REQUIREMENTS:
Extract every line from the records below that contains the string "blue". Treat the match as case-sensitive.

Collected data:
— BEGIN —

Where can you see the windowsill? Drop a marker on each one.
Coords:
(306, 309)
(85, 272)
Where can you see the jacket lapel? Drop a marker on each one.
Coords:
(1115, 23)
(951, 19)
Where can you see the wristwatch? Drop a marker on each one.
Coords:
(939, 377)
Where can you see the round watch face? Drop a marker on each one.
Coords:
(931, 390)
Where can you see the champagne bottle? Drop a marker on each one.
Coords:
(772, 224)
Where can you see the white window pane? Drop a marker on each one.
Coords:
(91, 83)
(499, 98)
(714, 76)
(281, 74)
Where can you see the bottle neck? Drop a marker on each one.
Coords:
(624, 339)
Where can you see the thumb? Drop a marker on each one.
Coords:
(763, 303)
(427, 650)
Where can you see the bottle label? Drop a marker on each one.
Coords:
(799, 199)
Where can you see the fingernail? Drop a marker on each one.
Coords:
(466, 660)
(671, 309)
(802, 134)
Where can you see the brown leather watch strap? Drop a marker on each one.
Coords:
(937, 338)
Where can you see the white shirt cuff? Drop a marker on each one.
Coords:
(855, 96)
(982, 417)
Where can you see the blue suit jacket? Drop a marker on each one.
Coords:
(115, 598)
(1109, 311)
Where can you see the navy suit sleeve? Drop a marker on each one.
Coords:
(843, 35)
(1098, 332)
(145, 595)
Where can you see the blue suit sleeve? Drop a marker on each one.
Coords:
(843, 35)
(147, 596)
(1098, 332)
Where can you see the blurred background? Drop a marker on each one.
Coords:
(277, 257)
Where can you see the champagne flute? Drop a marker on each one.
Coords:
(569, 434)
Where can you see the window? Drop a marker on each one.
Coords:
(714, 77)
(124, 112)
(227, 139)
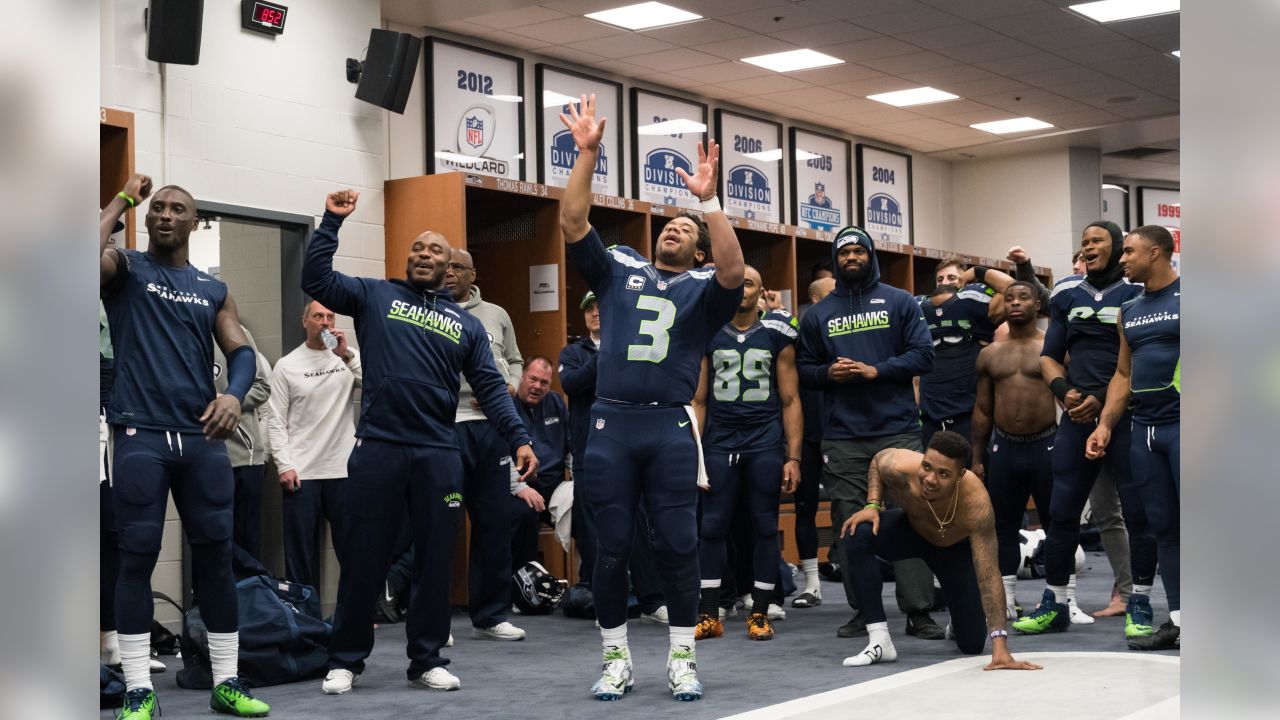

— END —

ANSWER TO THIS PROBLEM:
Where can you see the blue suit jacket? Drop a marker on each one.
Where can you see the blue suit sleeve? Drop a marker on each one.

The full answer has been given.